- [PROMPT]: From the first line of the data below through the line bearing "Target: bird's beak", reproduce each line exactly; do not include pictures.

- [Extracted records]:
══════════

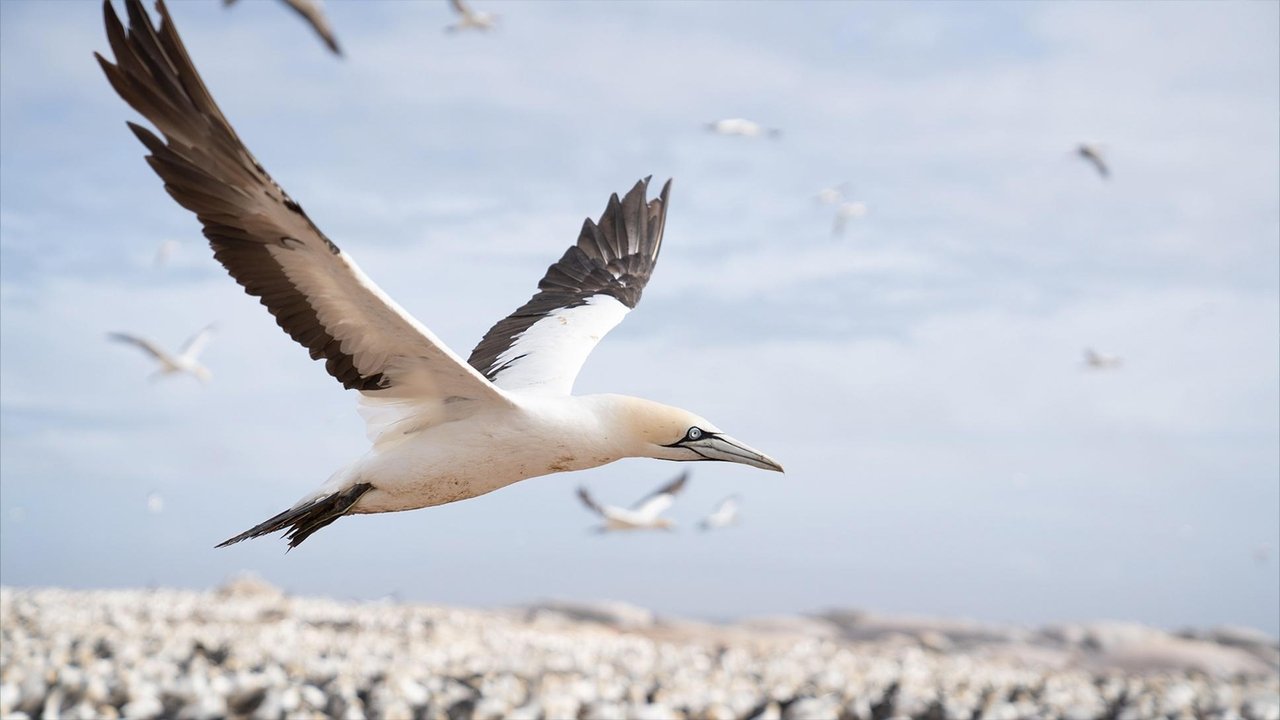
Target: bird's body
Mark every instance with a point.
(644, 515)
(723, 515)
(312, 12)
(743, 128)
(845, 212)
(470, 19)
(186, 361)
(443, 429)
(1095, 156)
(1096, 360)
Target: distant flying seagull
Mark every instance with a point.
(741, 127)
(832, 195)
(844, 213)
(312, 12)
(186, 361)
(1093, 154)
(644, 515)
(1096, 360)
(723, 515)
(470, 19)
(443, 429)
(165, 251)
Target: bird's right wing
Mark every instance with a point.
(145, 345)
(659, 500)
(588, 501)
(263, 237)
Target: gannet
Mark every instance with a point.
(723, 515)
(741, 127)
(312, 12)
(470, 19)
(644, 515)
(832, 195)
(186, 360)
(846, 212)
(1093, 154)
(442, 429)
(165, 251)
(1096, 360)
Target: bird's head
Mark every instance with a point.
(670, 433)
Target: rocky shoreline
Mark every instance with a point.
(251, 651)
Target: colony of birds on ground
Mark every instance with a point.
(444, 428)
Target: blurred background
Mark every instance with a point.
(920, 374)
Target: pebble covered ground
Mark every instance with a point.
(251, 651)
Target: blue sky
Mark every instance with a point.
(920, 377)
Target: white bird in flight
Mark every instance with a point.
(832, 195)
(443, 429)
(1095, 155)
(186, 361)
(723, 515)
(311, 12)
(470, 19)
(846, 212)
(743, 128)
(1096, 360)
(644, 515)
(165, 251)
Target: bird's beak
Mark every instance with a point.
(723, 447)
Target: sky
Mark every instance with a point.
(920, 377)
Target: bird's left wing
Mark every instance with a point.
(142, 343)
(312, 12)
(659, 500)
(263, 237)
(542, 346)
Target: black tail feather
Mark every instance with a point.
(306, 519)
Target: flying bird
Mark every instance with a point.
(312, 12)
(469, 18)
(644, 515)
(442, 429)
(723, 515)
(741, 127)
(1096, 360)
(186, 360)
(1093, 154)
(832, 195)
(846, 212)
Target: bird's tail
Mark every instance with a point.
(306, 518)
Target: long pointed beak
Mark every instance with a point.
(723, 447)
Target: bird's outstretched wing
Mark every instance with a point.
(542, 346)
(145, 345)
(659, 500)
(588, 501)
(1095, 156)
(312, 12)
(196, 343)
(263, 237)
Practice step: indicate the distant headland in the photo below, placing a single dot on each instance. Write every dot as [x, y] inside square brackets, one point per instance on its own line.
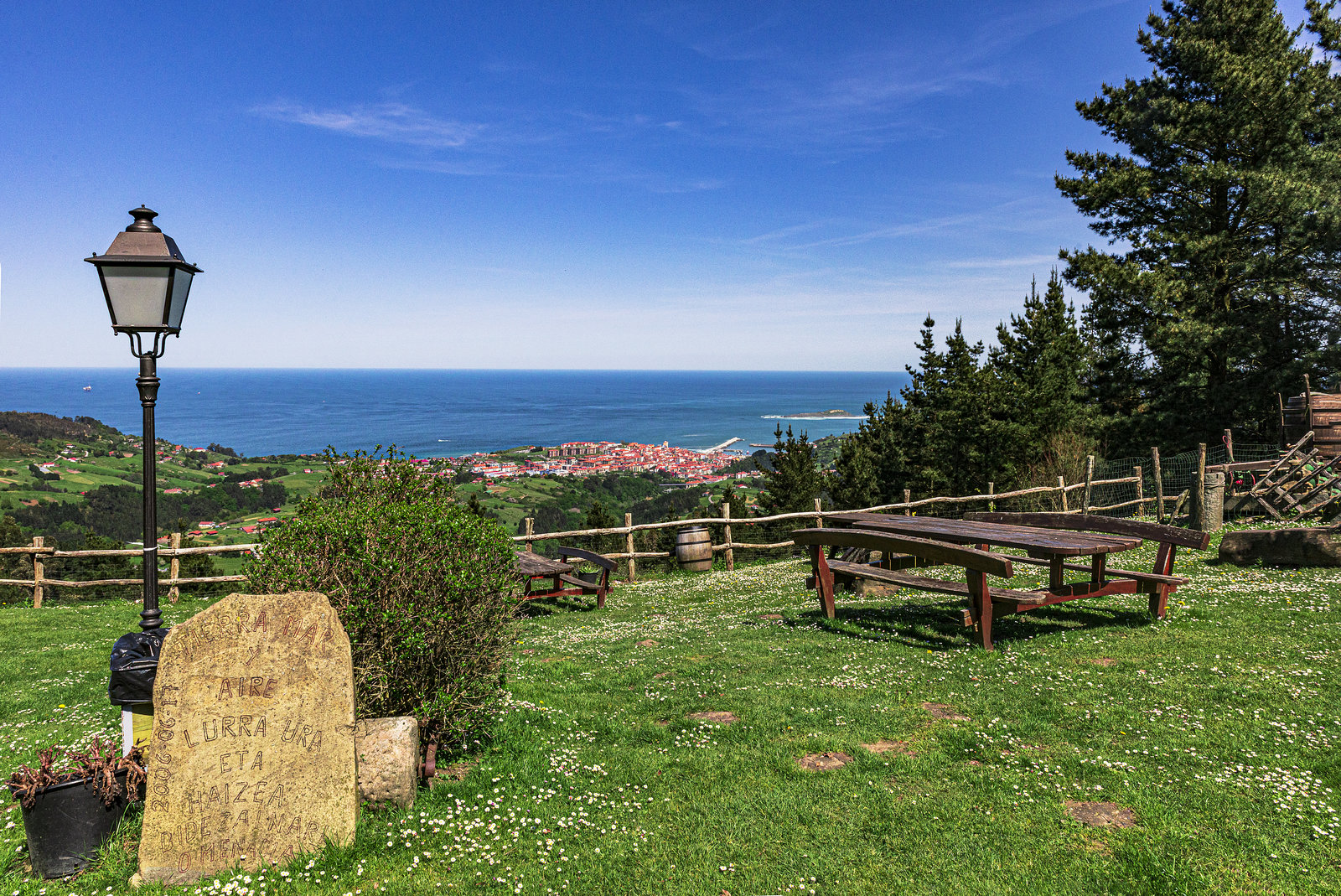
[837, 413]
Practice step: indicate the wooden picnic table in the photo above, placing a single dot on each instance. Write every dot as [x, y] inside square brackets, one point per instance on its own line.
[563, 576]
[1048, 540]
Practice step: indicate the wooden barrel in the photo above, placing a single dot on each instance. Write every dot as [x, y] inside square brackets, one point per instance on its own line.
[694, 549]
[1327, 422]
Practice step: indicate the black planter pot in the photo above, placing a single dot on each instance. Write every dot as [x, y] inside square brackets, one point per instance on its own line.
[67, 824]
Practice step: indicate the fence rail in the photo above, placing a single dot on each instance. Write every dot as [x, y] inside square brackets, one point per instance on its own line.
[39, 553]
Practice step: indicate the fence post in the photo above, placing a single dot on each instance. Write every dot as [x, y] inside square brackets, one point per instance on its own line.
[174, 567]
[1307, 400]
[1159, 486]
[1090, 483]
[1198, 498]
[726, 536]
[38, 572]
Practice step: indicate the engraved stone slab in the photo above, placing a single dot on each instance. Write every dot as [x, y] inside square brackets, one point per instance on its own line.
[388, 759]
[252, 755]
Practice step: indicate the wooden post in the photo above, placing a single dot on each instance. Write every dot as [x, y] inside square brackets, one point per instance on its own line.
[1090, 483]
[38, 572]
[1280, 400]
[628, 547]
[1159, 484]
[726, 534]
[174, 567]
[1198, 498]
[1307, 400]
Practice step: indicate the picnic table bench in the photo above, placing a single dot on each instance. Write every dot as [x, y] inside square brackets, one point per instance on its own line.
[1048, 540]
[563, 577]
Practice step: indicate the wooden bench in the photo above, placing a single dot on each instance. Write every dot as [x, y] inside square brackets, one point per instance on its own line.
[1034, 533]
[976, 563]
[563, 577]
[1157, 583]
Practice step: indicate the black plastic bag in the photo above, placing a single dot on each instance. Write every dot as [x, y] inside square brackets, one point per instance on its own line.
[134, 663]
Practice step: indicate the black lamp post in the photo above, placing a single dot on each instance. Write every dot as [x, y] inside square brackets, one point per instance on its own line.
[145, 281]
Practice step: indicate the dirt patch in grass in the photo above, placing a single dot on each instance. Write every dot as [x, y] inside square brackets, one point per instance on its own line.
[1100, 815]
[453, 771]
[824, 761]
[898, 748]
[942, 711]
[715, 715]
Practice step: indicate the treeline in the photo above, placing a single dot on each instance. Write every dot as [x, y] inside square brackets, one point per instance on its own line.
[35, 427]
[1012, 415]
[1215, 288]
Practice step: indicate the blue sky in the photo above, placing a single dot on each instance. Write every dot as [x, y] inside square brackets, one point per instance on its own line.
[719, 185]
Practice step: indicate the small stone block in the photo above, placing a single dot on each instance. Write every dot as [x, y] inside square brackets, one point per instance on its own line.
[388, 761]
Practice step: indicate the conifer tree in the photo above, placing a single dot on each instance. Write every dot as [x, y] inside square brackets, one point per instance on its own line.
[1224, 208]
[795, 482]
[1038, 369]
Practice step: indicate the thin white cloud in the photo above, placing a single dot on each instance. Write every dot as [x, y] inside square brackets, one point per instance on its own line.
[391, 121]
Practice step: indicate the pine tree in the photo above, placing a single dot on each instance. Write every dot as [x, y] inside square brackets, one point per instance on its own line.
[1226, 205]
[1038, 368]
[795, 482]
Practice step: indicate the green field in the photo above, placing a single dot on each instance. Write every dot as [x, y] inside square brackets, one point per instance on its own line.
[1218, 728]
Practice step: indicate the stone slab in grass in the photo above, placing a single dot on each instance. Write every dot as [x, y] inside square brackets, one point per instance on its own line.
[1284, 547]
[715, 715]
[945, 712]
[824, 761]
[252, 748]
[1100, 815]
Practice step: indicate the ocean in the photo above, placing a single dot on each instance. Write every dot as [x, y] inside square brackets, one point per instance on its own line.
[432, 413]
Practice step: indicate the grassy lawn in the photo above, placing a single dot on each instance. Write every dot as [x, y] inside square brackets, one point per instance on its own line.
[1219, 730]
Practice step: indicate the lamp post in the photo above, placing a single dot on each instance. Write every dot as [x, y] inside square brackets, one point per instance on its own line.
[145, 281]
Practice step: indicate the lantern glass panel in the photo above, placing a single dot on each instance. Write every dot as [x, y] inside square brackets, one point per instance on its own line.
[180, 287]
[137, 295]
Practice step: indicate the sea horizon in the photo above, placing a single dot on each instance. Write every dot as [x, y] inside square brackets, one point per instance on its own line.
[453, 411]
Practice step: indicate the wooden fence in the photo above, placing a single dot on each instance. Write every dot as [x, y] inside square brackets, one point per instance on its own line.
[1063, 491]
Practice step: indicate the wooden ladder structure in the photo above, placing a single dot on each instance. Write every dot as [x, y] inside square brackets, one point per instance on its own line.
[1301, 483]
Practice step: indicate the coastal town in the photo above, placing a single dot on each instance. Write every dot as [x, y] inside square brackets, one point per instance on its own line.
[598, 458]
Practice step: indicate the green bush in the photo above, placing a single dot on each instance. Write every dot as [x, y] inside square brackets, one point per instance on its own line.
[424, 588]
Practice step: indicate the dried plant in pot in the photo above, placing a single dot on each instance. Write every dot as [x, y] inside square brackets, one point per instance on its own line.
[71, 801]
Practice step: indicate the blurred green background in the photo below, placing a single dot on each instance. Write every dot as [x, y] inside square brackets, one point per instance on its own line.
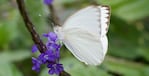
[128, 53]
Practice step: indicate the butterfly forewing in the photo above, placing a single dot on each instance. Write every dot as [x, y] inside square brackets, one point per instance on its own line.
[84, 34]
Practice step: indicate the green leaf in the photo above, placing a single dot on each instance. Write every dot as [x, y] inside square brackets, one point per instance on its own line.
[8, 28]
[129, 10]
[14, 56]
[7, 69]
[125, 67]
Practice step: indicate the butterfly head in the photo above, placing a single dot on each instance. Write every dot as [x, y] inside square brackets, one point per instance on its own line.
[59, 32]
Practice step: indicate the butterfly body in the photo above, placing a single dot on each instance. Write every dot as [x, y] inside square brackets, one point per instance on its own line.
[84, 34]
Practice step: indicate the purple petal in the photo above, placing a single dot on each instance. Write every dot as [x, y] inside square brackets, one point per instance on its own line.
[48, 2]
[34, 49]
[52, 36]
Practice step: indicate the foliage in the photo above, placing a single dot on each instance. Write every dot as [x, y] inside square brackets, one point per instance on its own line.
[128, 38]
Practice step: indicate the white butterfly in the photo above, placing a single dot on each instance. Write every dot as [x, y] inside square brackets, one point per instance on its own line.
[84, 34]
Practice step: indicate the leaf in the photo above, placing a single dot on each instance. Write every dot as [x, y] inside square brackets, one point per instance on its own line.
[129, 10]
[14, 56]
[7, 69]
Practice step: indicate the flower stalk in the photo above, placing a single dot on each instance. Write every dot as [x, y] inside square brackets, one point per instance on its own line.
[35, 36]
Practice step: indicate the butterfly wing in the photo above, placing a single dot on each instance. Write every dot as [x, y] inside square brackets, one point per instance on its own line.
[84, 34]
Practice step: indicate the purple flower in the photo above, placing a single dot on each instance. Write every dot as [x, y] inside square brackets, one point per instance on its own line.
[50, 57]
[36, 64]
[47, 2]
[55, 68]
[34, 49]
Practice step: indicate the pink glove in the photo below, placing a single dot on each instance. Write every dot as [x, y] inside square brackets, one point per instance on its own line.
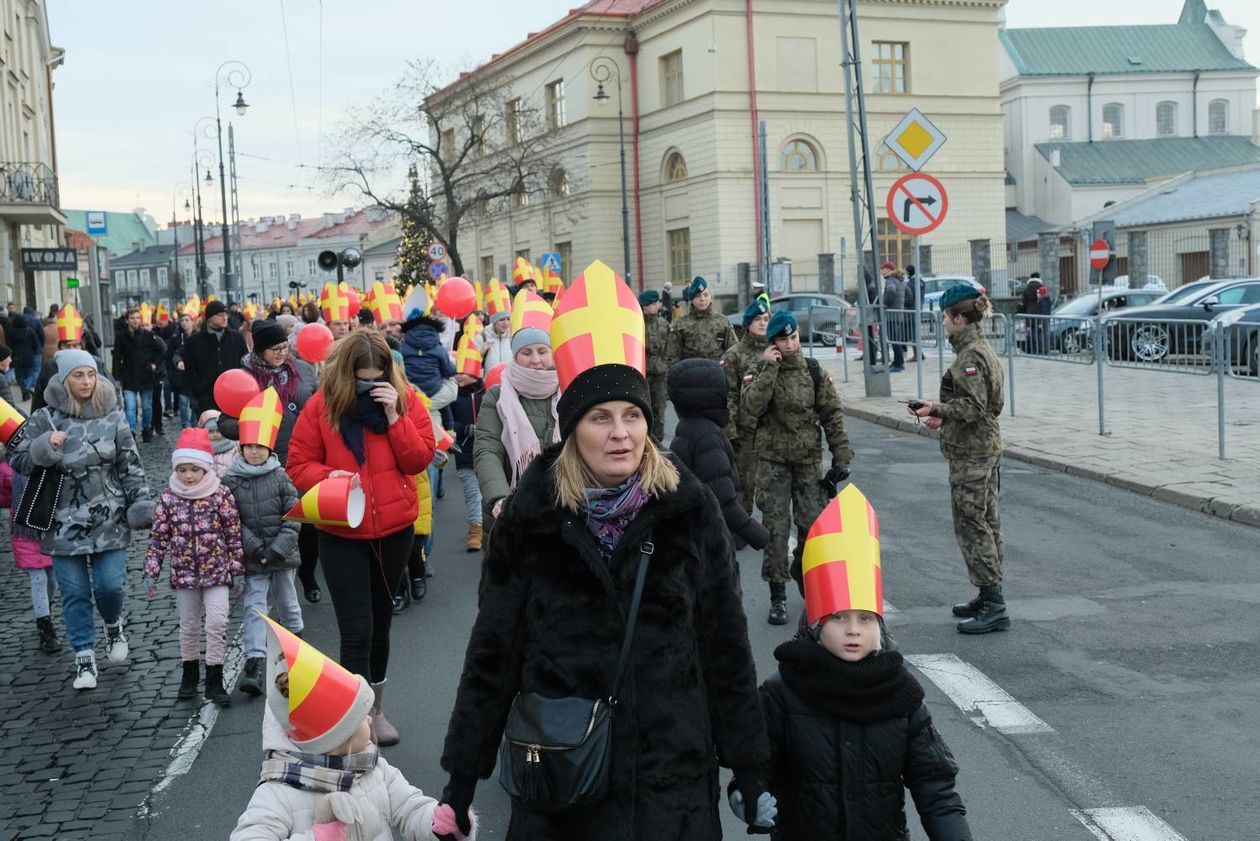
[445, 822]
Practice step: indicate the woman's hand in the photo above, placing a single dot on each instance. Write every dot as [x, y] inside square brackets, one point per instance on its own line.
[387, 396]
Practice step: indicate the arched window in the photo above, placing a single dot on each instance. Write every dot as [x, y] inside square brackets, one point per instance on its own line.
[1219, 117]
[798, 156]
[1166, 119]
[1113, 120]
[1060, 122]
[675, 168]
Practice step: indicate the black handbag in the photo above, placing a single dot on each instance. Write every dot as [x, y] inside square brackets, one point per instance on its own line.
[39, 498]
[556, 753]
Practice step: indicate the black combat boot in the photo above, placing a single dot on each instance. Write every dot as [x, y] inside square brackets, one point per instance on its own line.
[969, 609]
[778, 604]
[992, 615]
[214, 691]
[192, 676]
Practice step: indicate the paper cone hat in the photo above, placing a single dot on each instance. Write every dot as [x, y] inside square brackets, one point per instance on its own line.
[318, 702]
[597, 323]
[841, 562]
[531, 310]
[69, 324]
[261, 417]
[332, 502]
[384, 304]
[10, 423]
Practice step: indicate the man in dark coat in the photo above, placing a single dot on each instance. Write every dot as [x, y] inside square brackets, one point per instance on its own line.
[208, 353]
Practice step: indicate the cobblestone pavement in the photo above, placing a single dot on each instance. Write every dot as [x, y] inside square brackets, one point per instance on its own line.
[82, 763]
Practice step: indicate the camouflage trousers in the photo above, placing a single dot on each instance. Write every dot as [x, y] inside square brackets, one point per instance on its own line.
[974, 487]
[658, 392]
[786, 494]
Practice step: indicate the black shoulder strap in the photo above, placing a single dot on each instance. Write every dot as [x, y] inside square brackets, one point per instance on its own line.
[645, 551]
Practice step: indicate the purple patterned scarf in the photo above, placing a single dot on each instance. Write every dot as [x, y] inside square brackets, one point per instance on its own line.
[609, 511]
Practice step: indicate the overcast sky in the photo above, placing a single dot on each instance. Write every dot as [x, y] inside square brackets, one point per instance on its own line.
[135, 83]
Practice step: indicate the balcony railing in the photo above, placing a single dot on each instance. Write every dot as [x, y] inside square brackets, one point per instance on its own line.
[29, 183]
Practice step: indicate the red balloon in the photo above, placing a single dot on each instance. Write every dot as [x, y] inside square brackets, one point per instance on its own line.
[233, 390]
[456, 298]
[314, 342]
[495, 375]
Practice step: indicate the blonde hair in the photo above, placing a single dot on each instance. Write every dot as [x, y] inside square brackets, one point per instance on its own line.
[355, 351]
[572, 477]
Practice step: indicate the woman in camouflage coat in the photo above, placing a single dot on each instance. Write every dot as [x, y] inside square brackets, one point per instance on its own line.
[83, 434]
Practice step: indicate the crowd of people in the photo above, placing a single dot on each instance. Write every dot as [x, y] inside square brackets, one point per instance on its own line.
[575, 497]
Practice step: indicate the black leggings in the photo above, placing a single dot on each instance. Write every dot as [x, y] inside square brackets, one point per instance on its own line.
[362, 578]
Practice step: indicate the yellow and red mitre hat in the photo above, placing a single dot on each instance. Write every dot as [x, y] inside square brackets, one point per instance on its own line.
[383, 303]
[841, 561]
[316, 700]
[597, 323]
[69, 324]
[529, 310]
[261, 417]
[498, 300]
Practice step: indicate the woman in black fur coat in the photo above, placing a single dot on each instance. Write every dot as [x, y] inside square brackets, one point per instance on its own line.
[556, 585]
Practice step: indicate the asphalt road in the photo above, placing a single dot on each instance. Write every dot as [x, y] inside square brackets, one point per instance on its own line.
[1129, 672]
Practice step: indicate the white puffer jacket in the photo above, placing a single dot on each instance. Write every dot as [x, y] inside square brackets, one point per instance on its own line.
[279, 812]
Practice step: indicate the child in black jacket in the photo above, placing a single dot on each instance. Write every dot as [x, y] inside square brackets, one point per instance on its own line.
[697, 387]
[847, 723]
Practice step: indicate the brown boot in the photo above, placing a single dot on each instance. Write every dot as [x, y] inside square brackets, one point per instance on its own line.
[474, 544]
[382, 731]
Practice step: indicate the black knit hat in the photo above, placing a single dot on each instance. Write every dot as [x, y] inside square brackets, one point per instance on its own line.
[267, 334]
[600, 385]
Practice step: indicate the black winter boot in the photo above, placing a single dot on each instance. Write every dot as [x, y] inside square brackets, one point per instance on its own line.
[190, 678]
[48, 641]
[969, 609]
[253, 676]
[992, 615]
[778, 604]
[214, 691]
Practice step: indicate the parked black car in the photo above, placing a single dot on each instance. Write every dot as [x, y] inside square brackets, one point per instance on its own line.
[1162, 329]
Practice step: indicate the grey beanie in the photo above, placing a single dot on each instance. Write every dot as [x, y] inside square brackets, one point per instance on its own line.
[67, 361]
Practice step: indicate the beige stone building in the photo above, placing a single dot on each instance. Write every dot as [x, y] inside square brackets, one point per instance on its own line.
[691, 116]
[30, 214]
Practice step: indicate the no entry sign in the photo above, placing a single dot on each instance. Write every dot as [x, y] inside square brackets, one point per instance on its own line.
[1100, 254]
[917, 203]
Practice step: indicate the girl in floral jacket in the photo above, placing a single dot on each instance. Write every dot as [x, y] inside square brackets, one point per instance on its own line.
[197, 525]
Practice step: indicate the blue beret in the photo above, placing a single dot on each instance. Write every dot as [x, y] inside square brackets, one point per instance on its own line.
[756, 308]
[781, 323]
[956, 294]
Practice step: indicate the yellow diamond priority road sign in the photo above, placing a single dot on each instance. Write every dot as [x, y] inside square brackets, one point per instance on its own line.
[915, 140]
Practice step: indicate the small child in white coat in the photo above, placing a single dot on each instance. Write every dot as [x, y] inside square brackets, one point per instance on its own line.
[326, 782]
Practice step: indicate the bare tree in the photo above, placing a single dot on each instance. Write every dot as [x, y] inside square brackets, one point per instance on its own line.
[474, 143]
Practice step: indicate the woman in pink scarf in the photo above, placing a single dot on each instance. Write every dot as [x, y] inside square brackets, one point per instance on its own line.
[517, 420]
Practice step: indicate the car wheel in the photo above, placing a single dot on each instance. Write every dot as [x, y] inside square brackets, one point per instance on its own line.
[1149, 342]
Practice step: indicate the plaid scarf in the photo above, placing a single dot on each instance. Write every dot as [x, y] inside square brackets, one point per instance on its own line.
[316, 772]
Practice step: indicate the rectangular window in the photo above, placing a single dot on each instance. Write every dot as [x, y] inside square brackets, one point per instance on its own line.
[556, 105]
[679, 256]
[512, 120]
[888, 67]
[672, 78]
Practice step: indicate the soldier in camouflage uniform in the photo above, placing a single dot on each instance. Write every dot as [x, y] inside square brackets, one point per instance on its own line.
[702, 332]
[793, 400]
[657, 344]
[973, 392]
[737, 365]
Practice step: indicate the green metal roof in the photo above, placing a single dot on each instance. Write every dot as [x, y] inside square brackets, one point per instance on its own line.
[121, 231]
[1106, 51]
[1135, 162]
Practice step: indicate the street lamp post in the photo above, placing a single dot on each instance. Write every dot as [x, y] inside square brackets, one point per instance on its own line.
[237, 75]
[602, 69]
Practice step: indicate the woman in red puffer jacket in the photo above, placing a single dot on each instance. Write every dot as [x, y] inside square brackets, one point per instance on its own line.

══════════

- [RESPONSE TO THE TASK]:
Target: bird's body
Mark every instance with a point.
(644, 515)
(723, 515)
(312, 12)
(743, 128)
(845, 212)
(470, 19)
(186, 361)
(443, 429)
(1095, 156)
(1096, 360)
Target: distant flying seagull
Mark every instance with a point.
(741, 127)
(832, 195)
(844, 213)
(312, 12)
(186, 361)
(1093, 154)
(644, 515)
(1096, 360)
(723, 515)
(470, 19)
(443, 429)
(165, 251)
Target: bird's right wing
Mark every instance with a point.
(145, 345)
(659, 500)
(588, 501)
(263, 237)
Target: gannet
Mark every instance with a point.
(723, 515)
(741, 127)
(312, 12)
(470, 19)
(644, 515)
(832, 195)
(186, 360)
(846, 212)
(1093, 154)
(442, 429)
(165, 251)
(1096, 360)
Target: bird's head
Mark every instance with a point.
(670, 433)
Target: rocky shoreline
Mark every instance with a point.
(251, 651)
Target: colony of birds on ground
Mark every instance with a point.
(444, 428)
Target: blurred background
Mark every instance with a point.
(920, 374)
Target: pebble covered ground
Mark every instance with a point.
(251, 651)
Target: blue sky
Mark every instance with a point.
(920, 377)
Target: white bird in flight
Mark every instance with a point.
(832, 195)
(443, 429)
(1095, 155)
(186, 361)
(723, 515)
(311, 12)
(470, 19)
(846, 212)
(743, 128)
(1096, 360)
(644, 515)
(165, 251)
Target: bird's beak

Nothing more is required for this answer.